* _Supplied information_
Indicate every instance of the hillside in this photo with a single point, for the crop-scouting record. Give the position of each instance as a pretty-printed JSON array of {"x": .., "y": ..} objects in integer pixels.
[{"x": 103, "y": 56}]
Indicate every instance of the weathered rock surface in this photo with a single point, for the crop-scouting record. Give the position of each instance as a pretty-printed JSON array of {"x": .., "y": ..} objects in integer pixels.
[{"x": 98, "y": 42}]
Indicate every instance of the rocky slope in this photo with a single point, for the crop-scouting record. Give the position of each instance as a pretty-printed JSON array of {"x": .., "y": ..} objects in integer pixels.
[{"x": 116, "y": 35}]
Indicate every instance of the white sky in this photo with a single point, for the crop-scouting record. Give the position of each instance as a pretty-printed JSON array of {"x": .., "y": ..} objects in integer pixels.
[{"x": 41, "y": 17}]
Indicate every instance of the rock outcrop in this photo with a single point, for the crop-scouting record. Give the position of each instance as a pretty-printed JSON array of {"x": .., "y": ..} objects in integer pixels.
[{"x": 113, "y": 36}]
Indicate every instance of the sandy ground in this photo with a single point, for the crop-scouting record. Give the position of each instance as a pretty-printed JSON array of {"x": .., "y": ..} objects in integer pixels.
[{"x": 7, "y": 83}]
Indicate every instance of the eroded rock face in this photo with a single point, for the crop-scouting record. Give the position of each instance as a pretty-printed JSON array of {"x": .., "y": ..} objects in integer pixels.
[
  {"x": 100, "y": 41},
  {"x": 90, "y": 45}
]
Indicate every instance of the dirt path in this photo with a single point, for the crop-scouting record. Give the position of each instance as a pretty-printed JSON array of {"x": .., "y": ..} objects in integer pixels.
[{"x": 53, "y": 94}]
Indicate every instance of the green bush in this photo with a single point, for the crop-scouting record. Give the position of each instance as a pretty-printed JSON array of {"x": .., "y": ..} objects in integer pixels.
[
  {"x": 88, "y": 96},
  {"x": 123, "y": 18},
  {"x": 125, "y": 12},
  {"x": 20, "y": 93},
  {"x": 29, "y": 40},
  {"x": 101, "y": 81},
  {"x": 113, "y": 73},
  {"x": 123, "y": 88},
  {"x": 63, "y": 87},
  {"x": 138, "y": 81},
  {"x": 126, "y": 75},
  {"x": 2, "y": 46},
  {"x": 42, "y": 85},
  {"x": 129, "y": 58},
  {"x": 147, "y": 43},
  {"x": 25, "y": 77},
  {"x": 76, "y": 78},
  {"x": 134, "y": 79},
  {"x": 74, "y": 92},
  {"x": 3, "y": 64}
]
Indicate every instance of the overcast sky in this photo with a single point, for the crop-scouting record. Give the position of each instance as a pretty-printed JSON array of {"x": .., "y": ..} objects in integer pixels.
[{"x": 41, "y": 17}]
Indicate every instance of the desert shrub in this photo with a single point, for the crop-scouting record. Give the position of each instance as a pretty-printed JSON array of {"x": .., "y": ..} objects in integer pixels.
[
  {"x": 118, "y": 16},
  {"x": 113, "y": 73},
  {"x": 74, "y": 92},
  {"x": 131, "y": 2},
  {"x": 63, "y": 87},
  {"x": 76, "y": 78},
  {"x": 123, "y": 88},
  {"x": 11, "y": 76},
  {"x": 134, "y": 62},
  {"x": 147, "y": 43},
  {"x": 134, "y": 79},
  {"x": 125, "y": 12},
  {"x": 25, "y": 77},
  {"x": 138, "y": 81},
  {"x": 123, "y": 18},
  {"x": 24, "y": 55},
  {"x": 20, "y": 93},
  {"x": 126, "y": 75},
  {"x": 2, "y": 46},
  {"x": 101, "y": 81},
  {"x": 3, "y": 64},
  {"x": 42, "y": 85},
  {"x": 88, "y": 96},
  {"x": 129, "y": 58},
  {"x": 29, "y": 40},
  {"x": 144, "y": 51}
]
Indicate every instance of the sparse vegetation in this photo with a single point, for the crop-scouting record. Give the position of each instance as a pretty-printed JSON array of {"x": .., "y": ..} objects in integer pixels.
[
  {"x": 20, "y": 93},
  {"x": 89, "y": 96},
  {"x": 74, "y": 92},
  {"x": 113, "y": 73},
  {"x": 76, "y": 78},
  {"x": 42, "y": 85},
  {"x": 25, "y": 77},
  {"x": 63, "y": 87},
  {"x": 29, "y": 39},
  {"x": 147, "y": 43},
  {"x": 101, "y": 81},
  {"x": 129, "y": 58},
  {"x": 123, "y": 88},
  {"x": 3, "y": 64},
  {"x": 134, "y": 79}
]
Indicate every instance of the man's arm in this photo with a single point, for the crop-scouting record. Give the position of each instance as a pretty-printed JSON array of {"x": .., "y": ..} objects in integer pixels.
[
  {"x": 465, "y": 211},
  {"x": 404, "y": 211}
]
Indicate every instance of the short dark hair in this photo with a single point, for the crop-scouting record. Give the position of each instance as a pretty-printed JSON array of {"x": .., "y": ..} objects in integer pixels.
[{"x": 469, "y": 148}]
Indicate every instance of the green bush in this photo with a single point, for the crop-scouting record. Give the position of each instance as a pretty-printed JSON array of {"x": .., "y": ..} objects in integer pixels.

* _What to produce_
Once you have read the data, copy all of it out exactly.

* _Your solution_
Indicate every instance of the hillside in this photo with a single point, for the crop-scouting record. Give the position of each instance as a pretty-printed JSON array of {"x": .., "y": ..} objects in integer pixels.
[{"x": 103, "y": 56}]
Indicate every instance of the weathered rock surface in this photo with a single point, for the crop-scouting record. Give the position of each instance as a pretty-printed JSON array of {"x": .., "y": ..} objects in integer pixels.
[{"x": 98, "y": 42}]
Indicate every instance of the rocky slope in this photo with a single point, for the crop-scouting record. Give the position of each instance as a pretty-printed JSON array of {"x": .., "y": ..} objects in integer pixels.
[{"x": 116, "y": 35}]
Indicate every instance of the white sky in this photo with a single point, for the crop-scouting record. Give the position of each instance as a pretty-printed JSON array of {"x": .., "y": ..} objects in integer pixels.
[{"x": 41, "y": 17}]
Indicate every instance of the rock outcrop in this photo with a single point, for the crop-scouting record. Give the position of each instance as a pretty-printed JSON array of {"x": .., "y": ..} objects in integer pixels.
[{"x": 113, "y": 36}]
Indicate every instance of the sandy ground in this photo with a single point, for the crop-scouting record. Give the position of each instance as a pretty-printed JSON array of {"x": .., "y": ..} objects in integer pixels.
[{"x": 7, "y": 83}]
Indicate every instance of the eroded rock face in this photo with a single point, for the crop-scouting record. Give the position of each instance as a pretty-printed JSON array of {"x": .., "y": ..} objects in integer pixels.
[
  {"x": 100, "y": 41},
  {"x": 90, "y": 45}
]
Indicate every instance of the dirt path in this photo with a single point, for the crop-scouting record. Give the position of each instance as a pretty-printed JSON array of {"x": .., "y": ..} objects in integer pixels.
[{"x": 53, "y": 94}]
Indicate every instance of the green bush in this photo with a single point, for the crop-scouting record. Give the position of each instance as a pretty-printed JSON array of {"x": .., "y": ..} objects in integer pixels.
[
  {"x": 88, "y": 96},
  {"x": 123, "y": 18},
  {"x": 125, "y": 12},
  {"x": 20, "y": 93},
  {"x": 29, "y": 40},
  {"x": 101, "y": 81},
  {"x": 113, "y": 73},
  {"x": 123, "y": 88},
  {"x": 63, "y": 87},
  {"x": 138, "y": 81},
  {"x": 126, "y": 75},
  {"x": 2, "y": 46},
  {"x": 42, "y": 85},
  {"x": 129, "y": 58},
  {"x": 147, "y": 43},
  {"x": 25, "y": 77},
  {"x": 76, "y": 78},
  {"x": 134, "y": 79},
  {"x": 74, "y": 92},
  {"x": 3, "y": 64}
]
Indicate every instance of the overcast sky in this photo with a single point, for the crop-scouting record. Give the position of each instance as a pretty-printed JSON array of {"x": .., "y": ..} objects in integer pixels.
[{"x": 41, "y": 17}]
Indicate every instance of the desert shrub in this photo with a single point, for the crop-scouting record. Give the position of each instance as a pretty-printed JSON array of {"x": .., "y": ..} objects in integer pixels.
[
  {"x": 118, "y": 16},
  {"x": 113, "y": 73},
  {"x": 74, "y": 92},
  {"x": 131, "y": 2},
  {"x": 63, "y": 87},
  {"x": 76, "y": 78},
  {"x": 123, "y": 88},
  {"x": 11, "y": 76},
  {"x": 134, "y": 62},
  {"x": 147, "y": 43},
  {"x": 134, "y": 79},
  {"x": 125, "y": 12},
  {"x": 25, "y": 77},
  {"x": 138, "y": 81},
  {"x": 123, "y": 18},
  {"x": 24, "y": 55},
  {"x": 20, "y": 93},
  {"x": 126, "y": 75},
  {"x": 2, "y": 46},
  {"x": 101, "y": 81},
  {"x": 3, "y": 64},
  {"x": 42, "y": 85},
  {"x": 88, "y": 96},
  {"x": 129, "y": 58},
  {"x": 29, "y": 40},
  {"x": 144, "y": 51}
]
Indicate every instance of the sparse vegetation in this photo with a single point, for the crop-scouting record. Give the position of each instance as a pretty-printed JSON array of {"x": .., "y": ..} objects in integer pixels.
[
  {"x": 20, "y": 93},
  {"x": 89, "y": 96},
  {"x": 74, "y": 92},
  {"x": 113, "y": 73},
  {"x": 76, "y": 78},
  {"x": 42, "y": 85},
  {"x": 25, "y": 77},
  {"x": 63, "y": 87},
  {"x": 29, "y": 39},
  {"x": 147, "y": 43},
  {"x": 101, "y": 81},
  {"x": 129, "y": 58},
  {"x": 123, "y": 88},
  {"x": 3, "y": 64},
  {"x": 134, "y": 79}
]
Indicate every instance of the man's arm in this photo with a single point, for the crop-scouting record. Give the position of each instance as a pretty-printed JSON array of {"x": .., "y": ..} objects in integer pixels.
[
  {"x": 465, "y": 211},
  {"x": 404, "y": 211}
]
Indicate every instance of the short dark hair in this photo with a single point, for the crop-scouting record. Give the position of each instance as a pretty-printed JSON array of {"x": .., "y": ..} objects in integer pixels.
[{"x": 469, "y": 148}]
Indicate every instance of the green bush in this photo with a single point, for the crop-scouting record. Give the position of each instance as a pretty-printed JSON array of {"x": .., "y": ..} objects in integer pixels.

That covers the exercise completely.